WHAT YOU SHOULD DO: Nothing but a number should be given: how many lines in the entries below include the string "floor".

PROVIDED DATA:
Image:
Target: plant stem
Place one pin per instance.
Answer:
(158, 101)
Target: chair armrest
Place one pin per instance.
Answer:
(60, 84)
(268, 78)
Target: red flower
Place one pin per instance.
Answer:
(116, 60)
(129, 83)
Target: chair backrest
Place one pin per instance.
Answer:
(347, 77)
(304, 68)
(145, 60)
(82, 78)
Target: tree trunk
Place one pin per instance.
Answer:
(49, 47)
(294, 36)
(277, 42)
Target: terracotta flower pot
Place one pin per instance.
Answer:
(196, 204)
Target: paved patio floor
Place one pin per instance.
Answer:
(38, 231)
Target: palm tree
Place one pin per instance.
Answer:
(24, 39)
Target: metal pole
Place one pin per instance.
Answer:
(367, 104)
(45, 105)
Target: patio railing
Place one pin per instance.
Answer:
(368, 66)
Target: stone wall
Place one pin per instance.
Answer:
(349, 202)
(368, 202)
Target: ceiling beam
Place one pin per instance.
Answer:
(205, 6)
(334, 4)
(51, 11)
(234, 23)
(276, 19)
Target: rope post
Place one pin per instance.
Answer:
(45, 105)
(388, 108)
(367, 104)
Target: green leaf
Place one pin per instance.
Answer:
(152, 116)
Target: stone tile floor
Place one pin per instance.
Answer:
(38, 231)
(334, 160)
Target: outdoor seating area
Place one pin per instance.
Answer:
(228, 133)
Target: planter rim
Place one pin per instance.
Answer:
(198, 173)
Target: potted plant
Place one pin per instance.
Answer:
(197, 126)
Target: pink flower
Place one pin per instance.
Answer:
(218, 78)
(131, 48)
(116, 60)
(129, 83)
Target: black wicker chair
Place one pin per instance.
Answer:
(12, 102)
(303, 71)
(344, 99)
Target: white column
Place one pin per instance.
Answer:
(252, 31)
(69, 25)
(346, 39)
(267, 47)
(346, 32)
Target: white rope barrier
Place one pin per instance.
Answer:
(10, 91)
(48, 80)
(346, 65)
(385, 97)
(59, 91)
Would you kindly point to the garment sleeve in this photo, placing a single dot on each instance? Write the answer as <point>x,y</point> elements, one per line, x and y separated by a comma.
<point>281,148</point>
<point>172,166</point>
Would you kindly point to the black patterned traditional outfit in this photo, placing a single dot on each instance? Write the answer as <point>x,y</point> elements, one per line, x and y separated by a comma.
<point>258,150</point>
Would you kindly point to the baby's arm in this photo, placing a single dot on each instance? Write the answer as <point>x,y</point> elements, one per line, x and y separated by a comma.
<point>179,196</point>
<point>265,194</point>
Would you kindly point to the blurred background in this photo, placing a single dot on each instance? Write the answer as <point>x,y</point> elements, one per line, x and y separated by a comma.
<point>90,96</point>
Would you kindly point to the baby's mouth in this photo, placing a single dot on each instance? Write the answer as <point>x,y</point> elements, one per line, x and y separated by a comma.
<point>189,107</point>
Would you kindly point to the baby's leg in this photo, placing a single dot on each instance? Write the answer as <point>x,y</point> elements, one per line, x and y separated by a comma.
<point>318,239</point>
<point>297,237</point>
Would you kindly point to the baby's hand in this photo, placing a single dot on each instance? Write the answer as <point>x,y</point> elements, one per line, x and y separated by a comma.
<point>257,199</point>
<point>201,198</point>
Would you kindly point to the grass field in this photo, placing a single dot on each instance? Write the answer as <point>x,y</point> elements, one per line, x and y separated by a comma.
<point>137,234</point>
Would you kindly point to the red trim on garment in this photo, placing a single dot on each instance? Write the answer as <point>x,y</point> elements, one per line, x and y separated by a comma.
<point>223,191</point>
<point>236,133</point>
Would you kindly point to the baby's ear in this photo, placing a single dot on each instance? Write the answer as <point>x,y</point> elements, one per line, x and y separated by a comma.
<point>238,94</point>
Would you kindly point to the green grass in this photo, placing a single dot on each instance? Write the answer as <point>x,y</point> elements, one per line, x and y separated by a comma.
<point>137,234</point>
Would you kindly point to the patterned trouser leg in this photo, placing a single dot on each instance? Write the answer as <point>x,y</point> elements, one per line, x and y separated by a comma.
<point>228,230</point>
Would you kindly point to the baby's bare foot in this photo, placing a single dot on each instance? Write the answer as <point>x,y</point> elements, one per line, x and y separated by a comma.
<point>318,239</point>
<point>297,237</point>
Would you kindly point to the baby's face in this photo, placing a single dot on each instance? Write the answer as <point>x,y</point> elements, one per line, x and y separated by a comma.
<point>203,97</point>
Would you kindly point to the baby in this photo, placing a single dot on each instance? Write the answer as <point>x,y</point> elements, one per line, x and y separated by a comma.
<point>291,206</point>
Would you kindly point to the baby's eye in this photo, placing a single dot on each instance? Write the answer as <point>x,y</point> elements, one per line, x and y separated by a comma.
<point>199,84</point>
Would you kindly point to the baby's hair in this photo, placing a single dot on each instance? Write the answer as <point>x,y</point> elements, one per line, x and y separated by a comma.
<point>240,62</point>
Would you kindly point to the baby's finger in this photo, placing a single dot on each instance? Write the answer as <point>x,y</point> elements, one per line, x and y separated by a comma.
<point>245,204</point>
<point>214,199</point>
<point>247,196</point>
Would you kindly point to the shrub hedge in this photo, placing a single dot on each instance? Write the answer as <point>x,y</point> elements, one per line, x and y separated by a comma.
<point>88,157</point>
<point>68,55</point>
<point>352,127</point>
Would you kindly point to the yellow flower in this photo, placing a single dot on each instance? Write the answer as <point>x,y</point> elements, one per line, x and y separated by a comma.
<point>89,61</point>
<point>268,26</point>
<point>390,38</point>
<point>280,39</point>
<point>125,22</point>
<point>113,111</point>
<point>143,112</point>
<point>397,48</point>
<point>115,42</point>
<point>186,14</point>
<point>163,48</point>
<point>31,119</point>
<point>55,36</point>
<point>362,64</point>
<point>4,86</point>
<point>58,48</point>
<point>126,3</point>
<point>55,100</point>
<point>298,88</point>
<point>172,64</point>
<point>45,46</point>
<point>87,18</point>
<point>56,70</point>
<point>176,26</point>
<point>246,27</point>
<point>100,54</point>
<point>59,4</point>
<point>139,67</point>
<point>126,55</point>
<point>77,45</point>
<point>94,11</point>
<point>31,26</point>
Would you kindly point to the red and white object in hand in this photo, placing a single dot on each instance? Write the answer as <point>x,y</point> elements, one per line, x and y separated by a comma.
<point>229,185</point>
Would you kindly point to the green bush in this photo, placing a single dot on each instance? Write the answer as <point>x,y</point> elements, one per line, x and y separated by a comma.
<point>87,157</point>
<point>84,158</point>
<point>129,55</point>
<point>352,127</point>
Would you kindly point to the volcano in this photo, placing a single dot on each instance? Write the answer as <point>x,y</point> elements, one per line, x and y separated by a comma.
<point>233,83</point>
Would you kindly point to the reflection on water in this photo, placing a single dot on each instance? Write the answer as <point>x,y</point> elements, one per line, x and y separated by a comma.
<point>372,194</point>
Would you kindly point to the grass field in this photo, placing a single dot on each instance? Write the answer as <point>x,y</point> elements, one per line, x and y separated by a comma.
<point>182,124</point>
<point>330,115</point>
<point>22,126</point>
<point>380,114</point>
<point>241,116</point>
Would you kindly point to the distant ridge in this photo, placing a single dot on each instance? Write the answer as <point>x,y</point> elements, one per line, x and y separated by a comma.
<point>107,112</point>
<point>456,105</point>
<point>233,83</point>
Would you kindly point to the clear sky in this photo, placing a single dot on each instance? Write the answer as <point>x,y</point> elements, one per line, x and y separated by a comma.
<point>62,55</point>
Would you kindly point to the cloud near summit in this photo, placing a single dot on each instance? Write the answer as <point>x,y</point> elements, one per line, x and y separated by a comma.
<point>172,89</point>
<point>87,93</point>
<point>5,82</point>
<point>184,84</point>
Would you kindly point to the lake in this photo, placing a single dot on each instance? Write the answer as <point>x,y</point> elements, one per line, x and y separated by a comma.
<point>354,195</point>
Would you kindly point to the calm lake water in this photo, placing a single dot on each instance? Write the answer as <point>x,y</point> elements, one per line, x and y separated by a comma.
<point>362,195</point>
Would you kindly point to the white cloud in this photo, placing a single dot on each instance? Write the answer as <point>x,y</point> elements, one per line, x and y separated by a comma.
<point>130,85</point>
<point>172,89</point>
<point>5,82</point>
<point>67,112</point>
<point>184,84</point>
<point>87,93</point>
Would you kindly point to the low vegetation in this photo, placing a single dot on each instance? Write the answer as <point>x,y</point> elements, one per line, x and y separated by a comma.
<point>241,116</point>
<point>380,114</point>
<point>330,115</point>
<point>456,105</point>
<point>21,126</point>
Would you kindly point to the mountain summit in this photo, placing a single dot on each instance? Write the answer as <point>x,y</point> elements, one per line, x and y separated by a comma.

ANSWER TO THE EXERCISE: 2